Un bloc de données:
.....

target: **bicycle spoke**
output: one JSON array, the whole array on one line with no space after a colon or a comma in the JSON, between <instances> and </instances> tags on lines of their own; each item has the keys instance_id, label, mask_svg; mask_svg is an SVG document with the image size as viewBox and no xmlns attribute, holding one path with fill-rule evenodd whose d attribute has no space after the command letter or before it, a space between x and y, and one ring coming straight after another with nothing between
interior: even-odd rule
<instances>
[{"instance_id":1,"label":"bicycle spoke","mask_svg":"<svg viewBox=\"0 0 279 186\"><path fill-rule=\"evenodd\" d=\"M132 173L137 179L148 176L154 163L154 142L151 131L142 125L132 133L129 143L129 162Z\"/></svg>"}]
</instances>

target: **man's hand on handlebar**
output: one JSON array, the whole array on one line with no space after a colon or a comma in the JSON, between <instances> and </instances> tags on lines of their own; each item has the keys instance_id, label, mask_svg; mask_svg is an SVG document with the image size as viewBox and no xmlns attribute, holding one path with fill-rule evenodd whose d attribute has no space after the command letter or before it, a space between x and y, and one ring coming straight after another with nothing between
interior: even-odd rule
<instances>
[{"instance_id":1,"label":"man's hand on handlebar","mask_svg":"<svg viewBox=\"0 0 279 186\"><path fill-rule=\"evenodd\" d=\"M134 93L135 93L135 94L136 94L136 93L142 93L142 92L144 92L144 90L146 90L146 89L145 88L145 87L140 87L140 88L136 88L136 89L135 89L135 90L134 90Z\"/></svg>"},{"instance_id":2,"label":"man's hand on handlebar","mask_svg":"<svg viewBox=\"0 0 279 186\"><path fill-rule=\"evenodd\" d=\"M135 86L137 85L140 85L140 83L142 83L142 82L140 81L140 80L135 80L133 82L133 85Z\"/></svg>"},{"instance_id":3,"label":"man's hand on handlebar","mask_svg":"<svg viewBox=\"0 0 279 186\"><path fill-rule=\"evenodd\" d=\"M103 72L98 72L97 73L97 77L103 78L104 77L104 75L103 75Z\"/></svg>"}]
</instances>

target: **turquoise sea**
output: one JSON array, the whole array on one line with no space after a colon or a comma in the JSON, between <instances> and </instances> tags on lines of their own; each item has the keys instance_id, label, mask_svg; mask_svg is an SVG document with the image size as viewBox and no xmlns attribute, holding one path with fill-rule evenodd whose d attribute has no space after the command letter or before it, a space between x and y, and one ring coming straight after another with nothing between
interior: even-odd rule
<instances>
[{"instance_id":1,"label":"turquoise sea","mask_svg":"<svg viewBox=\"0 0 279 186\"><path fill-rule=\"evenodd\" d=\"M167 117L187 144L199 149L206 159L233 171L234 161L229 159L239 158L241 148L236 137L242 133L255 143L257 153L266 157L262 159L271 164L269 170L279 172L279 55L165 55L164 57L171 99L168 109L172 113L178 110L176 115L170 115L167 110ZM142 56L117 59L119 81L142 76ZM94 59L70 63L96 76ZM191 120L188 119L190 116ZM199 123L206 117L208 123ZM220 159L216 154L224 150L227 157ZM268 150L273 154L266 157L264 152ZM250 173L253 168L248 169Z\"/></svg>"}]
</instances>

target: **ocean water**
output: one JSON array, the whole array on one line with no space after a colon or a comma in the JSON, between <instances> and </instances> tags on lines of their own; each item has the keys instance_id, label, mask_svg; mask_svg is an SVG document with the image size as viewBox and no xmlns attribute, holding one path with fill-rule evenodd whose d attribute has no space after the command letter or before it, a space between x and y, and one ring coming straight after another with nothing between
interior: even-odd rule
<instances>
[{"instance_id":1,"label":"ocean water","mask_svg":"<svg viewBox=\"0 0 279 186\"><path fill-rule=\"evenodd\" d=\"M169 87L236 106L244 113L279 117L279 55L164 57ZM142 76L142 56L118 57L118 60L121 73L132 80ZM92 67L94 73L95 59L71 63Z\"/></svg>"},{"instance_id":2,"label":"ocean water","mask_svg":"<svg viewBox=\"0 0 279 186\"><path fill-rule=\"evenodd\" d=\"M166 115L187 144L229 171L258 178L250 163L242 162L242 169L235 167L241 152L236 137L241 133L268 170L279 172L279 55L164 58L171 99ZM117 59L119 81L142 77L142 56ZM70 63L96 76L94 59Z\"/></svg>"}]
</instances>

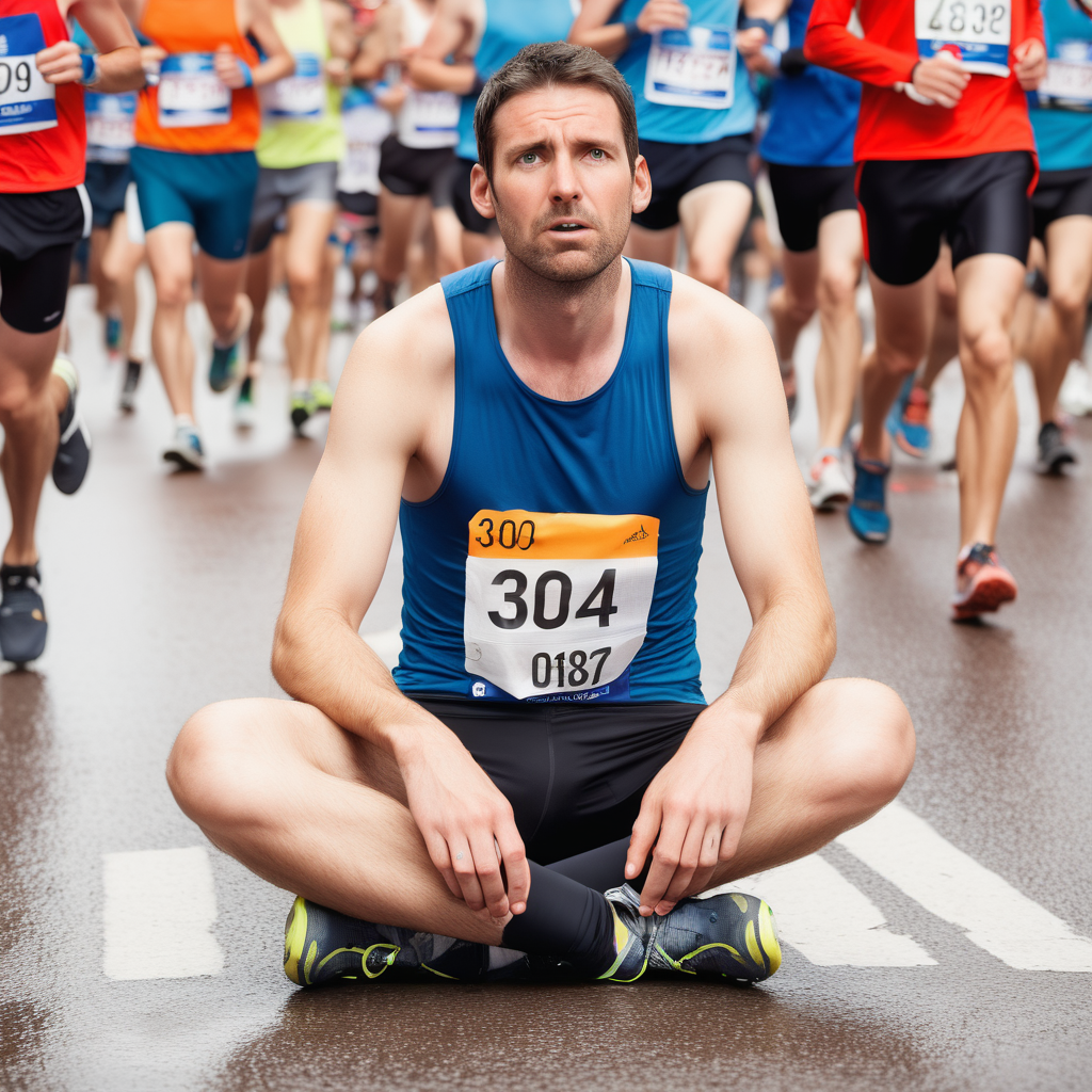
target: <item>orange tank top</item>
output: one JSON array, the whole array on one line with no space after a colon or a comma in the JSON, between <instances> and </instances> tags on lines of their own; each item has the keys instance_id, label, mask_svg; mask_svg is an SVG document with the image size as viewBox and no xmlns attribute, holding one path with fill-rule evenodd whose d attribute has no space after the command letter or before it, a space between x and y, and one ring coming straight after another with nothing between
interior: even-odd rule
<instances>
[{"instance_id":1,"label":"orange tank top","mask_svg":"<svg viewBox=\"0 0 1092 1092\"><path fill-rule=\"evenodd\" d=\"M235 21L235 0L147 0L140 29L168 56L159 84L136 106L136 143L167 152L250 152L262 116L253 87L228 91L214 75L219 46L251 68L258 52Z\"/></svg>"}]
</instances>

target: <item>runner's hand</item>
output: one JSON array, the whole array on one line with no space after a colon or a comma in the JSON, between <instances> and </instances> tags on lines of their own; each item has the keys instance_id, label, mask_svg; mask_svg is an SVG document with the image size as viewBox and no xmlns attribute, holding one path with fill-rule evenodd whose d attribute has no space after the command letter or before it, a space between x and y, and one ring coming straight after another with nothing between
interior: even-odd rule
<instances>
[{"instance_id":1,"label":"runner's hand","mask_svg":"<svg viewBox=\"0 0 1092 1092\"><path fill-rule=\"evenodd\" d=\"M685 31L690 25L690 9L679 0L649 0L637 16L642 34L653 31Z\"/></svg>"},{"instance_id":2,"label":"runner's hand","mask_svg":"<svg viewBox=\"0 0 1092 1092\"><path fill-rule=\"evenodd\" d=\"M1046 49L1038 38L1021 41L1012 56L1017 59L1016 73L1024 91L1034 91L1046 75Z\"/></svg>"},{"instance_id":3,"label":"runner's hand","mask_svg":"<svg viewBox=\"0 0 1092 1092\"><path fill-rule=\"evenodd\" d=\"M410 812L451 893L495 919L522 914L531 889L523 839L511 804L482 767L453 741L432 743L400 768Z\"/></svg>"},{"instance_id":4,"label":"runner's hand","mask_svg":"<svg viewBox=\"0 0 1092 1092\"><path fill-rule=\"evenodd\" d=\"M947 50L918 61L914 68L914 91L949 110L954 109L970 82L971 74Z\"/></svg>"},{"instance_id":5,"label":"runner's hand","mask_svg":"<svg viewBox=\"0 0 1092 1092\"><path fill-rule=\"evenodd\" d=\"M632 879L652 852L641 892L645 917L666 914L684 895L705 890L716 865L735 855L750 809L753 765L755 744L743 733L699 717L652 779L626 857Z\"/></svg>"},{"instance_id":6,"label":"runner's hand","mask_svg":"<svg viewBox=\"0 0 1092 1092\"><path fill-rule=\"evenodd\" d=\"M83 79L80 47L74 41L58 41L43 49L34 62L46 83L79 83Z\"/></svg>"}]
</instances>

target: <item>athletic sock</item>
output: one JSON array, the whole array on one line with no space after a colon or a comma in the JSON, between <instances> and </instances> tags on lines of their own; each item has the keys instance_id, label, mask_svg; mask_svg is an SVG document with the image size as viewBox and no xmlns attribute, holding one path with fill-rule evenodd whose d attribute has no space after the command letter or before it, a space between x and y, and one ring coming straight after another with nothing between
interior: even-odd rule
<instances>
[{"instance_id":1,"label":"athletic sock","mask_svg":"<svg viewBox=\"0 0 1092 1092\"><path fill-rule=\"evenodd\" d=\"M598 977L615 960L614 915L598 891L529 862L527 909L505 926L501 945L532 956L563 960Z\"/></svg>"}]
</instances>

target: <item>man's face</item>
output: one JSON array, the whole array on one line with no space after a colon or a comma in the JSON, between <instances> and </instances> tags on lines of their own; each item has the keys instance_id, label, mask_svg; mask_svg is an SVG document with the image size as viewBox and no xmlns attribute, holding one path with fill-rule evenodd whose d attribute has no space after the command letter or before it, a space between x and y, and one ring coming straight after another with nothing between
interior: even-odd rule
<instances>
[{"instance_id":1,"label":"man's face","mask_svg":"<svg viewBox=\"0 0 1092 1092\"><path fill-rule=\"evenodd\" d=\"M475 167L471 194L497 217L508 251L549 281L606 269L652 192L643 158L630 174L614 99L593 87L529 92L503 103L492 124L492 182Z\"/></svg>"}]
</instances>

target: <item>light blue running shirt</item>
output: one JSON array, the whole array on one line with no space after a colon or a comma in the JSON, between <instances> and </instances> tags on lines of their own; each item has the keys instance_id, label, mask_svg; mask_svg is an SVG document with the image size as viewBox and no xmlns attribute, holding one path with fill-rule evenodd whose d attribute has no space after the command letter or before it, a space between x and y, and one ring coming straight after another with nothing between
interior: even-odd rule
<instances>
[{"instance_id":1,"label":"light blue running shirt","mask_svg":"<svg viewBox=\"0 0 1092 1092\"><path fill-rule=\"evenodd\" d=\"M1092 167L1092 20L1069 0L1042 0L1046 79L1028 95L1040 170Z\"/></svg>"},{"instance_id":2,"label":"light blue running shirt","mask_svg":"<svg viewBox=\"0 0 1092 1092\"><path fill-rule=\"evenodd\" d=\"M708 486L672 422L672 273L631 261L610 378L575 402L527 387L497 337L484 262L443 278L455 342L448 470L402 501L406 693L702 702L695 593Z\"/></svg>"},{"instance_id":3,"label":"light blue running shirt","mask_svg":"<svg viewBox=\"0 0 1092 1092\"><path fill-rule=\"evenodd\" d=\"M614 22L636 20L646 0L625 0ZM709 144L755 128L758 99L736 51L738 0L688 0L690 26L634 39L618 58L637 103L637 131L667 144Z\"/></svg>"},{"instance_id":4,"label":"light blue running shirt","mask_svg":"<svg viewBox=\"0 0 1092 1092\"><path fill-rule=\"evenodd\" d=\"M474 55L474 67L488 80L524 46L535 41L563 41L575 17L574 0L485 0L485 32ZM474 107L477 95L464 95L459 108L460 159L477 163Z\"/></svg>"}]
</instances>

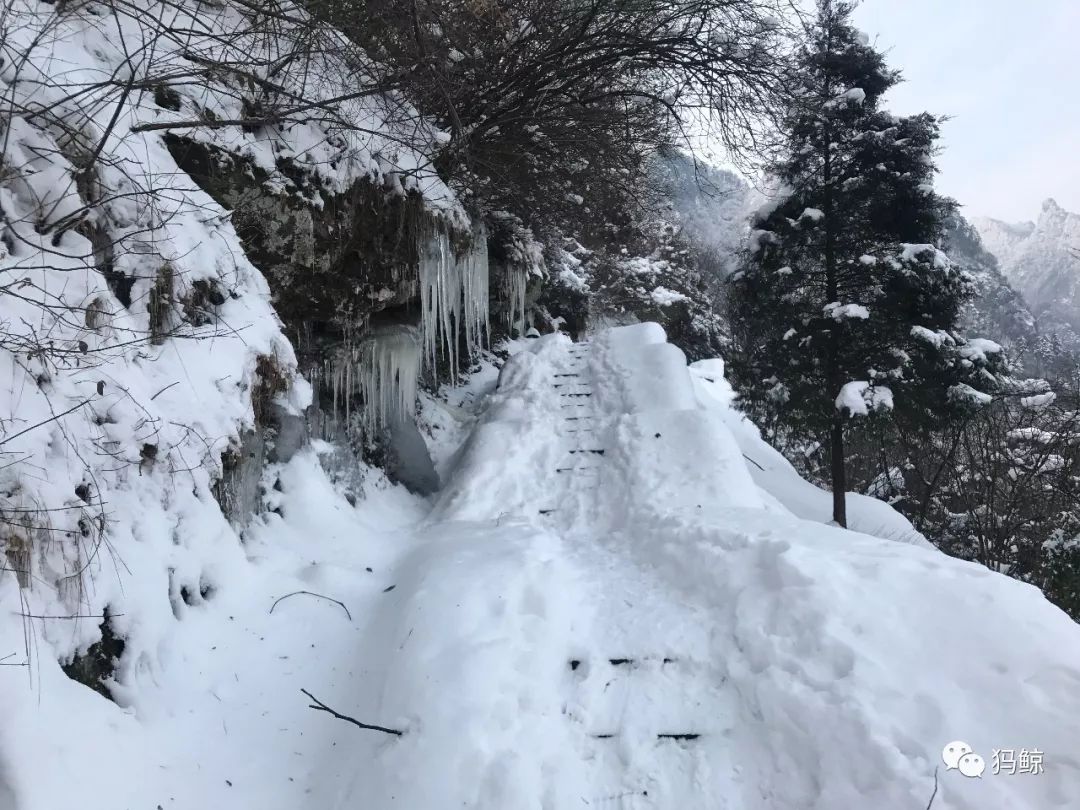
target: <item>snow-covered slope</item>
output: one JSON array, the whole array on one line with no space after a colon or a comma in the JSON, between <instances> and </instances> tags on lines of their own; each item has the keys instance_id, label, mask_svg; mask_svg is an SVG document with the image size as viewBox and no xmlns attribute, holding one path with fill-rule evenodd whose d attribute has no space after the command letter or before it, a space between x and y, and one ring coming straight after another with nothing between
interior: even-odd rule
<instances>
[{"instance_id":1,"label":"snow-covered slope","mask_svg":"<svg viewBox=\"0 0 1080 810\"><path fill-rule=\"evenodd\" d=\"M418 733L375 804L924 807L963 739L1055 750L1054 773L942 773L935 807L1070 806L1080 631L1032 588L798 517L808 485L718 370L652 324L502 370L388 640L423 636L383 648L381 715Z\"/></svg>"},{"instance_id":2,"label":"snow-covered slope","mask_svg":"<svg viewBox=\"0 0 1080 810\"><path fill-rule=\"evenodd\" d=\"M940 770L936 810L1072 807L1080 630L883 504L851 511L895 539L813 519L721 374L656 324L522 341L428 403L432 508L271 468L126 711L0 672L0 806L907 810ZM966 778L955 740L1044 772Z\"/></svg>"},{"instance_id":3,"label":"snow-covered slope","mask_svg":"<svg viewBox=\"0 0 1080 810\"><path fill-rule=\"evenodd\" d=\"M1080 214L1053 200L1035 222L976 218L986 248L1030 305L1043 332L1080 332Z\"/></svg>"}]
</instances>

.....

VOTRE OBJECTIF: Renvoyez à l'identique les lignes allant de celle qui contient "target: <item>snow-covered slope</item>" jusqu'à la fin des données, bornes incluses.

RÉSULTAT DE L'EXERCICE:
target: <item>snow-covered slope</item>
output: one JSON array, the whole array on one line with no space after a colon or a comma in the JSON, between <instances> and </instances> tags on lines of their own; each item has the keys instance_id, label, mask_svg; mask_svg is an SVG document with the image size as viewBox and no xmlns attribute, holding one path with fill-rule evenodd whose d attribute has no space after the command letter or before it, a space between x and y, and one ring coming straight after another with nothing between
interior: even-odd rule
<instances>
[{"instance_id":1,"label":"snow-covered slope","mask_svg":"<svg viewBox=\"0 0 1080 810\"><path fill-rule=\"evenodd\" d=\"M418 733L375 804L924 807L963 739L1055 750L1054 773L942 773L935 807L1070 806L1080 631L1032 588L798 517L808 485L718 370L652 324L502 370L388 640L423 636L383 648L381 715Z\"/></svg>"},{"instance_id":2,"label":"snow-covered slope","mask_svg":"<svg viewBox=\"0 0 1080 810\"><path fill-rule=\"evenodd\" d=\"M940 770L936 810L1072 807L1080 630L883 504L851 511L895 539L813 519L721 374L656 324L522 341L428 403L432 508L271 468L126 711L0 672L0 806L907 810ZM966 778L955 740L1044 772Z\"/></svg>"},{"instance_id":3,"label":"snow-covered slope","mask_svg":"<svg viewBox=\"0 0 1080 810\"><path fill-rule=\"evenodd\" d=\"M1080 214L1053 200L1035 222L976 218L986 248L1030 305L1043 332L1080 332Z\"/></svg>"}]
</instances>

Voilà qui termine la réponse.